Shape: (1460, 81) Columns: 81 Data types:

object     43
int64      35
float64     3
Name: count, dtype: int64

4) Target Transformation Justification

House prices are usually unevenly distributed: most are average or low, but a few are very high (right-skewed), and the amount they vary changes depending on the price cheaper houses have similar prices, expensive houses vary a lot (heteroscedastic).

We model $\log(1 + SalePrice)$ to stabilize variance and improve regression behavior.

In [5]:

if "Id" in df.columns:
    df = df.drop(columns = ["Id"])
df["LogSalePrice"] = np.log1p(df["SalePrice"])

fig, axes = plt.subplots(1, 2, figsize=(14, 5))
sns.histplot(df["SalePrice"], kde=True, ax=axes[0], color=SALEPRICE_PLOT_COLOR)
axes[0].set_title("Raw SalePrice")
sns.histplot(df["LogSalePrice"], kde=True, ax=axes[1], color=LOGSALEPRICE_PLOT_COLOR)
axes[1].set_title("Log(1 + SalePrice)")
plt.tight_layout()
plt.show()

5) Feature Engineering:

These features were selected to capture structural and temporal characteristics of the properties:
* TotalSF: Sum of livable and basement area.

Exercise tasks:
1. In the house price notebook excerpt, how many columns have the object data type?
2. Continue the house price notebook excerpt after its final sentence.
The lines that come after this text are not needed.

Data:
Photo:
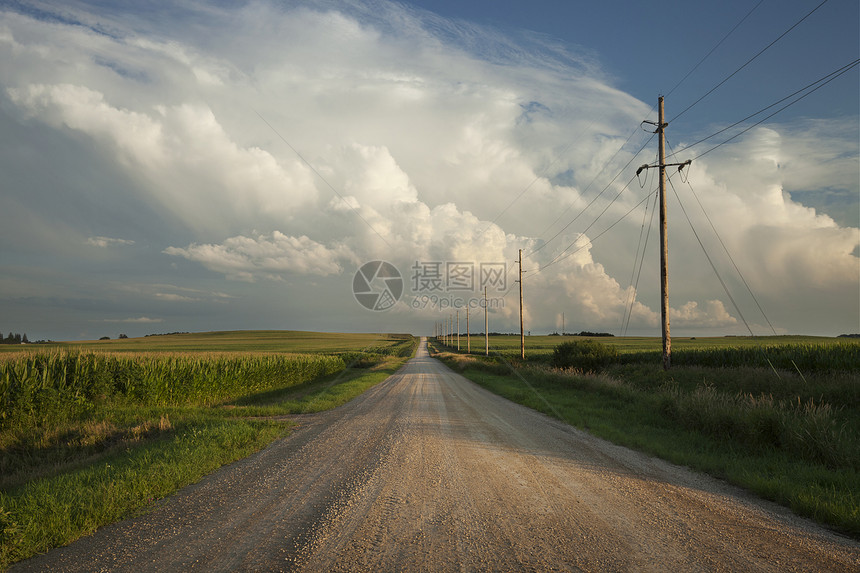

Response list:
1. 43

2.
* HouseAgeAtSale: Age of the property at the time of sale.
* RemodAgeAtSale: Time elapsed since the most recent remodel at sale.
* TotalBaths: Overall bathroom capacity (weighted aggregation of full and half bathrooms).
* HasGarage: Whether the property has a garage or not (boolean value).
* HasBsmnt: Whether the property has a basement or not (boolean value).

These engineered features aim to enhance the model’s capacity to capture non linear relationships while maintaining interpretability within the domain context.

In [6]:

def engineerFeatures(inputDf: pd.DataFrame) -> pd.DataFrame:
    data = inputDf.copy()

    data["TotalSF"] = 0
    for col in ["TotalBsmtSF", "1stFlrSF", "2ndFlrSF"]:
        if col not in data.columns:
            data[col] = 0
        data["TotalSF"] += data[col].fillna(0)

    if {'YrSold', 'YearBuilt'}.issubset(data.columns):
        data['HouseAgeAtSale'] = data['YrSold'].fillna(data['YrSold'].median()) - data['YearBuilt'].fillna(data['YearBuilt'].median())

    if {'YrSold', 'YearRemodAdd'}.issubset(data.columns):
        data['RemodAgeAtSale'] = data['YrSold'].fillna(data['YrSold'].median()) - data['YearRemodAdd'].fillna(data['YearRemodAdd'].median())

    full_bath_cols = [c for c in ['FullBath', 'BsmtFullBath'] if c in data.columns]
    half_bath_cols = [c for c in ['HalfBath', 'BsmtHalfBath'] if c in data.columns]
    data['TotalBaths'] = data[full_bath_cols].fillna(0).sum(axis=1) + 0.5 * data[half_bath_cols].fillna(0).sum(axis=1)

    if 'GarageArea' in data.columns:
        data['HasGarage'] = (data['GarageArea'].fillna(0) > 0).astype(int)
    if 'TotalBsmtSF' in data.columns:
        data['HasBsmt'] = (data['TotalBsmtSF'].fillna(0) > 0).astype(int)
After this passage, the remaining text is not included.